| PROBLEM SET |
1. Translate into Spanish the following sentence from the dinner-conversation account: "So I Googled actor death gun blanks to see if anything came up."
2. Name every person mentioned by name in the dinner-conversation account.
3. Extend the dinner-conversation account, beginning after its final sentence.

I was having dinner with a friend and the subject of Alec Baldwin's accidental shooting of Halyna Hutchins came up. As we talked we went from "How did a live round get onto the set?" to "Even blank rounds can be dangerous." At this point my friend agreed and said look what happened to Heath Ledger. I was puzzled, as I did not remember Ledger being involved in gun violence, so I asked what she meant. She told me that Ledger had been playing around with a gun on set, and had put the gun to his head and pulled the trigger, thinking that since it was loaded with a blank (only one, so it was also a Russian Roulette thing) that he was in no danger. It ended up killing him.
I was pretty sure that that wasn't what had happened to Ledger, but I'm a non-confrontational fellow most of the time, so I just left it there and moved the conversation on. But later on I went online to see if I had actually completely misremembered Ledger's death. And I found that Ledger had died from an accidental overdose of prescription medications. No blanks, no gun.
So I Googled actor death gun blanks to see if anything came up.

| GIVEN INFORMATION |
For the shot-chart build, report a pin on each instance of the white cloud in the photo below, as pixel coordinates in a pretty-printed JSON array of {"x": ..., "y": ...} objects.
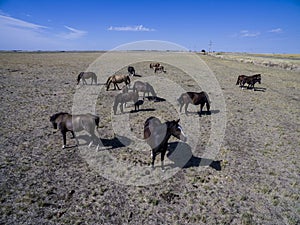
[
  {"x": 246, "y": 33},
  {"x": 10, "y": 22},
  {"x": 277, "y": 30},
  {"x": 73, "y": 33},
  {"x": 130, "y": 28}
]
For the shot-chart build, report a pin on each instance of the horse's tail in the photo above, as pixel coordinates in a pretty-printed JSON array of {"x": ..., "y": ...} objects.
[
  {"x": 180, "y": 99},
  {"x": 237, "y": 82},
  {"x": 79, "y": 77},
  {"x": 97, "y": 120},
  {"x": 116, "y": 103},
  {"x": 128, "y": 79},
  {"x": 95, "y": 77},
  {"x": 108, "y": 80}
]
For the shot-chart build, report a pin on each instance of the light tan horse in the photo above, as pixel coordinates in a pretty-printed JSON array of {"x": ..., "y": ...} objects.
[{"x": 116, "y": 79}]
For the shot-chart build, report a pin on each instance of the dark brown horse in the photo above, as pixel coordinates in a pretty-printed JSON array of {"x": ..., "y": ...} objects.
[
  {"x": 250, "y": 80},
  {"x": 86, "y": 75},
  {"x": 157, "y": 135},
  {"x": 194, "y": 98},
  {"x": 153, "y": 65},
  {"x": 126, "y": 97},
  {"x": 116, "y": 79},
  {"x": 159, "y": 68},
  {"x": 66, "y": 122},
  {"x": 143, "y": 87},
  {"x": 131, "y": 70}
]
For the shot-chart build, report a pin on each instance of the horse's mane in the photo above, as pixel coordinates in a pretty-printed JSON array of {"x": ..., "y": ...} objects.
[
  {"x": 206, "y": 95},
  {"x": 53, "y": 117}
]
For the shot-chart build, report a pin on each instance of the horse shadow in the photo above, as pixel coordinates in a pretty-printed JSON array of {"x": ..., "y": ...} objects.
[
  {"x": 155, "y": 99},
  {"x": 211, "y": 112},
  {"x": 181, "y": 154},
  {"x": 137, "y": 75},
  {"x": 116, "y": 142}
]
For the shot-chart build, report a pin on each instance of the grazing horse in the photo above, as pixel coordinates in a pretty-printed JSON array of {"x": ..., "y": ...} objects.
[
  {"x": 159, "y": 68},
  {"x": 86, "y": 75},
  {"x": 251, "y": 80},
  {"x": 143, "y": 87},
  {"x": 66, "y": 122},
  {"x": 126, "y": 97},
  {"x": 194, "y": 98},
  {"x": 157, "y": 135},
  {"x": 115, "y": 79},
  {"x": 131, "y": 70},
  {"x": 240, "y": 79},
  {"x": 153, "y": 65}
]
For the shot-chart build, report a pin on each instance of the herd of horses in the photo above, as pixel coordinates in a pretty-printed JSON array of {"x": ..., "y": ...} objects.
[{"x": 156, "y": 133}]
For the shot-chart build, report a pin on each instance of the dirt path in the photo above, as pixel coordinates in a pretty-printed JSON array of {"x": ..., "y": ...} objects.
[{"x": 40, "y": 183}]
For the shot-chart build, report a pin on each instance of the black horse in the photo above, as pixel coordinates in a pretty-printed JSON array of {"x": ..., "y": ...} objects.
[
  {"x": 250, "y": 80},
  {"x": 157, "y": 135},
  {"x": 86, "y": 75},
  {"x": 194, "y": 98},
  {"x": 66, "y": 122},
  {"x": 131, "y": 70}
]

| TASK RESPONSES |
1. Así que busqué en Google «actor death gun blanks» para ver si aparecía algo.

2. Alec Baldwin, Halyna Hutchins, Heath Ledger

3.
And the name Jon-Erik Hexum--which I didn't recognize--was the first hit. I read the story on Wikipedia. Here's the relevant part:
"On October 12, 1984, the cast and crew of Cover Up were filming the seventh episode of the series, "Golden Opportunity", on Stage 18 of the 20th Century Fox lot. One of the scenes filmed that day called for Hexum's character to load bullets into a .44 Magnum handgun, so he was provided with a functional gun and blanks. When the scene did not play as the director wanted it to in the master shot, there was a delay in filming. Hexum became restless and impatient during the delay and began playing around to lighten the mood. He had unloaded all but one (blank) round, spun it, and—simulating Russian roulette—he put the revolver to his right temple and pulled the trigger, apparently unaware of the danger."
https://en.wikipedia.org/wiki/Jon-Erik_Hexum
An incredibly sad story...a 26 year old man with a promising future ahead of him whose life ends because of a moment of fooling around.
But not Heath Ledger's story.
So how did my friend conflate these stories?
I felt the twitch of a vague memory in my brain, and Googled Joker puts gun to his head. And this image came up:
And this Joker is played (of course) by Heath Ledger.
So my friend, who is an intelligent, mature person, had, unknown to herself, taken a fictional moment, combined it with a story which appeared in the news 24 years earlier on, and then made that conflation a part of her everyday reality.
And I am absolutely sure that we all do this.
All of the time.
Thus do we build our worlds.
P.S. This is a political diatribe.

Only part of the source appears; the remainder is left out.